(GIVEN RECORDS Opens)

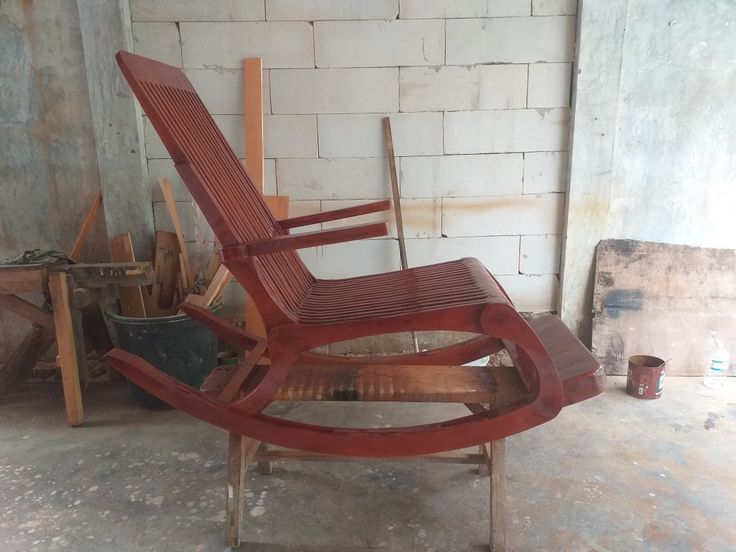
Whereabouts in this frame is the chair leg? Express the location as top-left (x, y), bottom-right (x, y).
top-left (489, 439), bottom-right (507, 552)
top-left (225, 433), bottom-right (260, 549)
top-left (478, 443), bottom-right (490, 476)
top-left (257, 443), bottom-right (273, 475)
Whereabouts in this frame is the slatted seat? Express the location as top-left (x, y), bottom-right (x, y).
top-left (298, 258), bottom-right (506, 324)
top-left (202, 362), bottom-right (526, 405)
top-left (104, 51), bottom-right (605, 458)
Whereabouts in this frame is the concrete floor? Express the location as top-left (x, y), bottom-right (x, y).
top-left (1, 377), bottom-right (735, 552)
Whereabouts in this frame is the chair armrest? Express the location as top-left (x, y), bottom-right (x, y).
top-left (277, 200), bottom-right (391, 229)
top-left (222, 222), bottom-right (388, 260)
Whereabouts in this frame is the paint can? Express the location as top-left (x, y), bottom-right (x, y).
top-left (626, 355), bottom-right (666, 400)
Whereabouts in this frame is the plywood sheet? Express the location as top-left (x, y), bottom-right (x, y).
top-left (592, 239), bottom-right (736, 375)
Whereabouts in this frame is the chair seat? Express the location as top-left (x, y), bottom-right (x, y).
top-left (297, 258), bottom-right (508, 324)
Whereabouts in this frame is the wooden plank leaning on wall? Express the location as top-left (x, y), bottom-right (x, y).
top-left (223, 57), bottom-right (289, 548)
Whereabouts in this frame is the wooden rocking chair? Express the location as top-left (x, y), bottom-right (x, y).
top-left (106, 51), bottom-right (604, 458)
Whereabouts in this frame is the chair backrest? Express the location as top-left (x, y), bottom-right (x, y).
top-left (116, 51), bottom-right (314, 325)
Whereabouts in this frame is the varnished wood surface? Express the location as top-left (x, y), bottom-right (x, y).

(GIVEN RECORDS Closes)

TASK INSTRUCTIONS:
Every line in the data above needs to be given again exactly, pictures aside.

TASK SOLUTION:
Whereabouts in this frame is the chair leg? Express the location as top-left (x, y), bottom-right (x, y).
top-left (489, 439), bottom-right (507, 552)
top-left (225, 433), bottom-right (260, 549)
top-left (478, 443), bottom-right (490, 476)
top-left (257, 443), bottom-right (273, 475)
Whereabouts in this frame is the slatted seat? Express the location as top-left (x, y), bottom-right (x, y).
top-left (298, 258), bottom-right (506, 324)
top-left (202, 362), bottom-right (526, 405)
top-left (104, 51), bottom-right (605, 458)
Whereabouts in this frame is the concrete floor? Express the location as top-left (x, y), bottom-right (x, y).
top-left (1, 377), bottom-right (735, 552)
Whereabouts in this frame is the chair armrest? Express the location as top-left (x, y), bottom-right (x, y).
top-left (277, 200), bottom-right (391, 229)
top-left (222, 222), bottom-right (388, 260)
Whereabouts in this frame is the paint can? Express the location as top-left (x, y), bottom-right (x, y).
top-left (626, 355), bottom-right (666, 400)
Whereabouts in this frame is the plywood sheet? Express the location as top-left (x, y), bottom-right (x, y).
top-left (592, 239), bottom-right (736, 375)
Whereabouts in this frame is the chair seat? Express the location as top-left (x, y), bottom-right (x, y).
top-left (297, 258), bottom-right (508, 324)
Whereabouts in this frame is the wooden plank leaning on wall? Express the location as top-left (x, y), bottom-right (x, y).
top-left (223, 57), bottom-right (289, 548)
Whereabouts in this frame is the wooden rocking chair? Express the location as top-left (x, y), bottom-right (x, y).
top-left (106, 51), bottom-right (604, 458)
Whereabouts in this frame is the chair backrest? Express the location as top-left (x, y), bottom-right (x, y).
top-left (116, 51), bottom-right (314, 325)
Whereabouts in this frame is the varnished wood surface? Express the location as top-left (x, y), bottom-right (x, y).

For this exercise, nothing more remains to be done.